- **Text**
▼
Help with Numeric Range

2010-06-22 Thread Todd Nine
Hi all,
  I'm new to Lucene, as well as Cassandra.  I'm working on the Lucandra
project to modify it to add some extra functionality.  It hasn't been
fully testing with range queries, so I've created some tests and
contributed them.  You can view my source here.

http://github.com/tnine/Lucandra/blob/master/test/lucandra/NumericRangeTests.java

First, is this a sensible test?  I'm specifically testing the case of
longs where I need millisecond precision on my searches. 


Second, I see that Numeric Fields are built via terms.  I think the
issue lies in the encoding of these terms into bytes for the Cassandra
keys.  Can anyone point me to some documentation on numeric queries and
terms, and how they are encoded at the byte level based on the
precision?

Thanks,
Todd


RE: Help with Numeric Range

2010-06-23 Thread Todd Nine
Hi Uwe,

  Thank you for your help, it is greatly appreciated.  Unfortunately, my
tests all fail except for RangeInclusive.  I've changed the step to be 6
as per your recommendation.  I had it at max to eliminate step precision
as the cause of the test failure.  Essentially, all keys in Cassandra
are UTF-8 Keys.  In the Lucandra, the keys are constructed in the
following way.
▲
Please extend the forum thread on Lucene numeric range queries, picking up right after its last sentence. The records after this aren't needed.

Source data
▼
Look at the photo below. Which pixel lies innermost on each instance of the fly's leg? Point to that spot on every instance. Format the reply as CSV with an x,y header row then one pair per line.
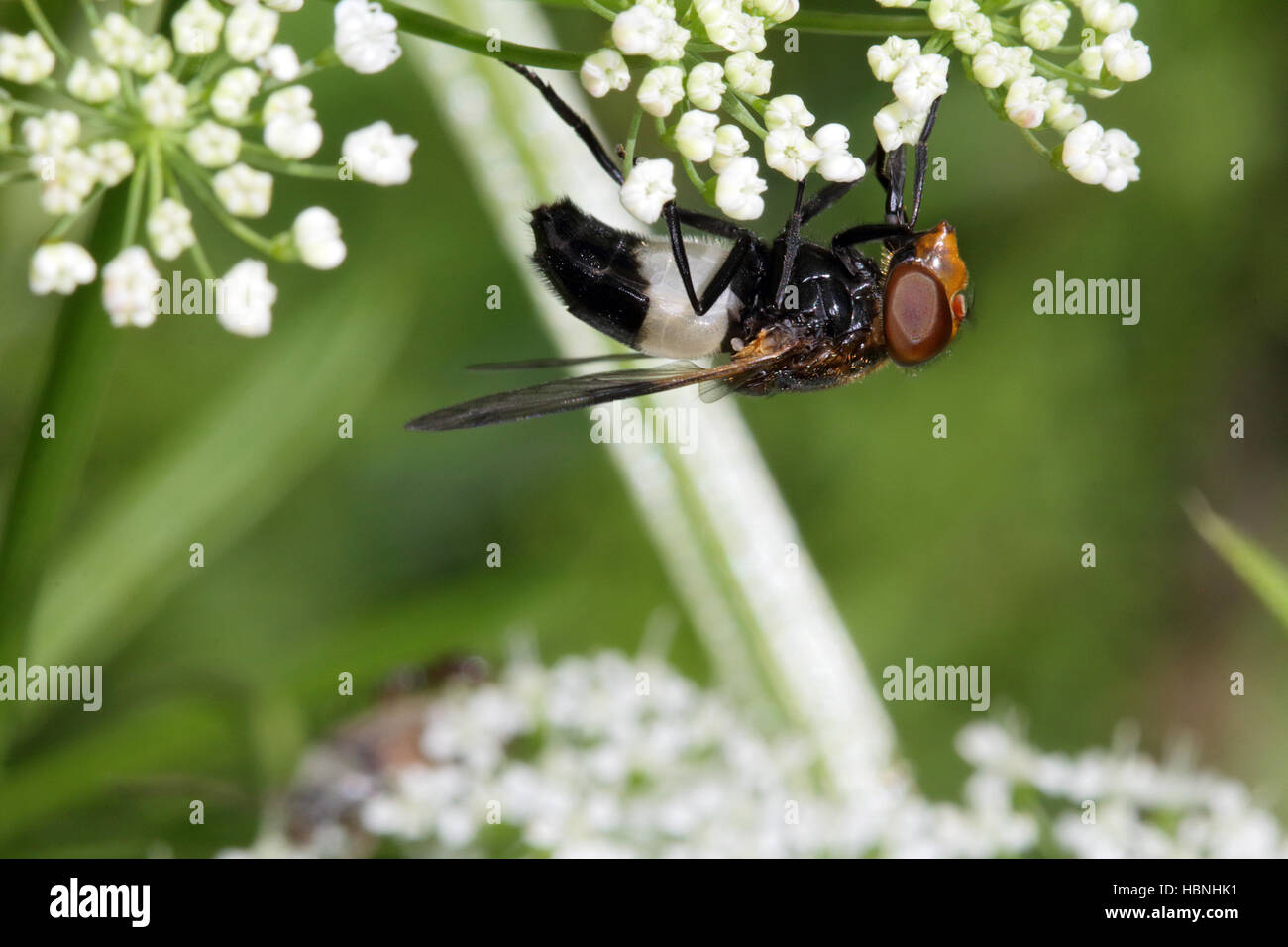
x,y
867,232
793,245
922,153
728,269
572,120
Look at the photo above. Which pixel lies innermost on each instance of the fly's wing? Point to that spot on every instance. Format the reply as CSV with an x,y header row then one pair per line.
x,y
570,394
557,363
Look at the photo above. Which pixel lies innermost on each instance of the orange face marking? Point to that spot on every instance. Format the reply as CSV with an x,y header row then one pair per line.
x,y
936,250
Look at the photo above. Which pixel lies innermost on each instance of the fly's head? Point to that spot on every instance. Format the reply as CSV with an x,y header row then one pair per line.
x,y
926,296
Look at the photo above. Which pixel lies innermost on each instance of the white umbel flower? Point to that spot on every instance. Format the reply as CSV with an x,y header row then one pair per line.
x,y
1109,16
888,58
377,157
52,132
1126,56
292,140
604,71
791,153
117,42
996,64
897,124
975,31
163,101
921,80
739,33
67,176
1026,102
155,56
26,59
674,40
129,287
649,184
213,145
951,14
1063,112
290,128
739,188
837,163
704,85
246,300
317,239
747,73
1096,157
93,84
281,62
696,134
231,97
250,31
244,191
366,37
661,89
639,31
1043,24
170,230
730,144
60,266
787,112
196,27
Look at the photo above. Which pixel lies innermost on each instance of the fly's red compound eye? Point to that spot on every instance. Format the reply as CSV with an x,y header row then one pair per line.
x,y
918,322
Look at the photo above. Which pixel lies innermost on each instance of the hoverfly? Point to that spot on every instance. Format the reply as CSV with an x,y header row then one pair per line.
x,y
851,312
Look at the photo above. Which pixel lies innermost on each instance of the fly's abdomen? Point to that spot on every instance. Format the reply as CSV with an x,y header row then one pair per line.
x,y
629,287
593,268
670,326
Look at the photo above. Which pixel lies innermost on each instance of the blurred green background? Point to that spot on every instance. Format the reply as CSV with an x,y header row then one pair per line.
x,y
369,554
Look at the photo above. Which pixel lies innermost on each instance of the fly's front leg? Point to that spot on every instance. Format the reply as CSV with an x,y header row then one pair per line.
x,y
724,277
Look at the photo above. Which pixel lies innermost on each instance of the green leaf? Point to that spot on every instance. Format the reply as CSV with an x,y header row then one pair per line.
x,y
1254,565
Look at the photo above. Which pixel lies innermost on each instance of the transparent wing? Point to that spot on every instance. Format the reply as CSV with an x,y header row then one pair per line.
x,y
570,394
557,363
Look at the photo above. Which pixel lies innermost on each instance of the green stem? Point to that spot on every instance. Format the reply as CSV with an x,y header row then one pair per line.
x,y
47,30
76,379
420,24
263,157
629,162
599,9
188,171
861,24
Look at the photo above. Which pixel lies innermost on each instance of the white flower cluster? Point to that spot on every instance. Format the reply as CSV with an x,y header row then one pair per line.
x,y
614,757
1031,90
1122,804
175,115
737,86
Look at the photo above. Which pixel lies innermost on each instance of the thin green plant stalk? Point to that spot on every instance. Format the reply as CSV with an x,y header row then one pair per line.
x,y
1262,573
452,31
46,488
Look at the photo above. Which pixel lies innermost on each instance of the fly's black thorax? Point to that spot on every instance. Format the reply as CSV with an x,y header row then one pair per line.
▲
- **Exercise output**
1. Get the token stream for the field.  In this case it's a
NumericTokenStream with (numeric,valSize=64,precisionStep=6)
2. For all tokens in the stream, create a UTF8 String in the following
format \u
3. Set the term frequency to 1

This gives us a list of tokens, prefixed with the field name and the
delimiter.  then we do this

for each term from above create a key of the format
\u\u and write it to TermInfo
column Family

After debugging the implementation of the LucandraTermEnum, it is
correctly returning values that should match my numeric range query.
However, I never get the results in the TopDocs result set after they're
handed back to the numeric range query object.  Any ideas why this is
happening?

Thanks,
Todd




On Wed, 2010-06-23 at 08:53 +0200, Uwe Schindler wrote:

> Hi Todd,
> 
> I am not sure if I understand your problem correctly. I am not familiar with 
> Lucandra/Cassandra at all, but if Lucandra implements the IndexWriter and 
> IndexReader according to the documentation, numeric queries should work. A 
> NumericField internally creates a TokenStream and "analyzes" the number to 
> several Tokens, which are somehow "half binary" (they are terms containing of 
> characters in the full 0..127 range for optimal UTF8 compression with 3.x 
> versions of Lucene). The exact encoding can be looked at in the NumericUtils 
> class + javadocs.
> 
> About your testcase: The test looks good, so does it fail? If yes, where is 
> the problem? You can also look into Lucene's test TestNumericRangeQuery64 for 
> more examples. Or modify its @BeforeClass to instead build a Lucandra index.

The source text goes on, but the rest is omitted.